• **Stated exercise a**
For each statement below, say whether it agrees with the article on the Sinai Province killing. Answer yes or no and quote the exact words of the article that decide it. (i) Henderson had been with Apache for 28 years. (ii) The U.S. embassy in Cairo issued a statement confirming the jihadist claim. (iii) The January bombing of the Cairo police headquarters killed four people and wounded 80.

• **Source passage**
• • • •

Formerly known as Ansar Beit Al-Maqdis (roughly, Champions of Jerusalem), the group now calling itself Sinai Province announced the slaying on a Twitter account and posted images of oil worker William Henderson’s passport and identification cards. It did not say how the slaying was carried out.

The announcement will add to rising alarm about the safety of Westerners working and vacationing in Egypt. Months ago the U.S. State Department posted an extensive safety warning about travel to Egypt, urging Americans to avoid protests because they can escalate quickly into violence and cautioning about the dangers of terrorism.

U.S. officials say the travel alert may now be hardened in the light of the claimed jihadist killing of Henderson, which is being investigated by the U.S. Federal Bureau of Investigation, The U.S. embassy in Cairo has so far remained silent on the jihadist claim.

The oil worker from Fayetteville, Arkansas, was working in Egypt for Houston-based Apache Corporation on a joint oil venture and an obituary published by his family in the Enid News and Eagle in Oklahoma, where he went to high school, said he “passed suddenly” on August 6.

In an email statement an Apache spokeswoman, Castlen Kennedy, said: “The tragic carjacking incident this past August involving our colleague Bill Henderson is still under investigation by the U.S. government.” She added: “Out of respect for the family and the ongoing nature of the investigation, I cannot comment further.” Henderson had worked for Apache for 28 years.

The Sinai-based jihadi group claiming responsibility for the oil worker’s murder has grown increasingly proficient carrying out attacks and sophisticated selecting targets based on their “strategic value.” It has conducted scores of attacks since the July 2013 ouster by the Egyptian armed forces of Islamist President Mohammed Morsi, and with each blast or shooting the group has been expanding its theater of operations. Originally it was a low-level insurgency mainly confined to the Sinai Peninsula . but recently it has been hitting at high-profile targets and foreigners elsewhere in the country—including right in the heart of Cairo.

In January, the group rocked Egypt’s capital with four blasts —the biggest targeting the city’s police headquarters in the deadliest explosion to hit Cairo in living memory. The bombing of the police headquarters that left four people dead and wounded 80 marked an escalation in jihadist violence. It also undermined also claims by the army that it can contain terrorism, which has been spurred by the military’s ouster of Morsi, the country’s first democratically elected president.

David Barnett, a researcher on Egyptian jihadist groups at the Foundation for Defense of Democracies, a Washington-based think tank, noted the coordinated bombings were “the first ever multi-pronged attacks launched by the group outside North Sinai.”

• • • •

• **Provided material**

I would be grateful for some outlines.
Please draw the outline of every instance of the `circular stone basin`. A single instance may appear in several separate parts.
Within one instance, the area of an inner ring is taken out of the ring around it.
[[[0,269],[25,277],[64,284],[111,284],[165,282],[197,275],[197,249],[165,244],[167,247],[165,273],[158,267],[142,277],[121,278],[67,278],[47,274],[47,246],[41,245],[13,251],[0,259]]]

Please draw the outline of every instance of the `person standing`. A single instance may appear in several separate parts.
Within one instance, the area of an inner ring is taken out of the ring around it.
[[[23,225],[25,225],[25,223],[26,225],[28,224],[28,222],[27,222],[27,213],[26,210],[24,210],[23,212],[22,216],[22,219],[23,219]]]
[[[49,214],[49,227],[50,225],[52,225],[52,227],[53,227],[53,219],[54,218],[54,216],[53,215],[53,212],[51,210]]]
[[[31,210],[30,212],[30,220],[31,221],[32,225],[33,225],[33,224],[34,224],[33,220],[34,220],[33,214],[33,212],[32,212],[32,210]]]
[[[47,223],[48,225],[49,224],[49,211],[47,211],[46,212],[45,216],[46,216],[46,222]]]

• • • •

• **Stated exercise b**
Reproduce every line of the outline entries above, including the requests. Scale each polygon coordinate in the answers by 2.05 and round it to a whole number, with halves rounding up.

• **Exercise solution a**
(i) Yes: "Henderson had worked for Apache for 28 years."
(ii) No: "The U.S. embassy in Cairo has so far remained silent on the jihadist claim."
(iii) Yes: "The bombing of the police headquarters that left four people dead and wounded 80"

• **Exercise solution b**
I would be grateful for some outlines.
Please draw the outline of every instance of the `circular stone basin`. A single instance may appear in several separate parts.
Within one instance, the area of an inner ring is taken out of the ring around it.
[[[0,551],[51,568],[131,582],[228,582],[338,578],[404,564],[404,510],[338,500],[342,506],[338,560],[324,547],[291,568],[248,570],[137,570],[96,562],[96,504],[84,502],[27,515],[0,531]]]

Please draw the outline of every instance of the `person standing`. A single instance may appear in several separate parts.
Within one instance, the area of an inner ring is taken out of the ring around it.
[[[47,461],[51,461],[51,457],[53,461],[57,459],[57,455],[55,455],[55,437],[53,431],[49,431],[47,435],[45,443],[45,449],[47,449]]]
[[[100,439],[100,465],[103,461],[107,461],[107,465],[109,465],[109,449],[111,447],[111,443],[109,441],[109,435],[105,431]]]
[[[64,431],[62,435],[62,451],[64,453],[66,461],[68,461],[68,459],[70,459],[68,451],[70,451],[68,439],[68,435],[66,435],[66,431]]]
[[[96,457],[98,461],[100,459],[100,433],[96,433],[94,435],[92,443],[94,443],[94,455]]]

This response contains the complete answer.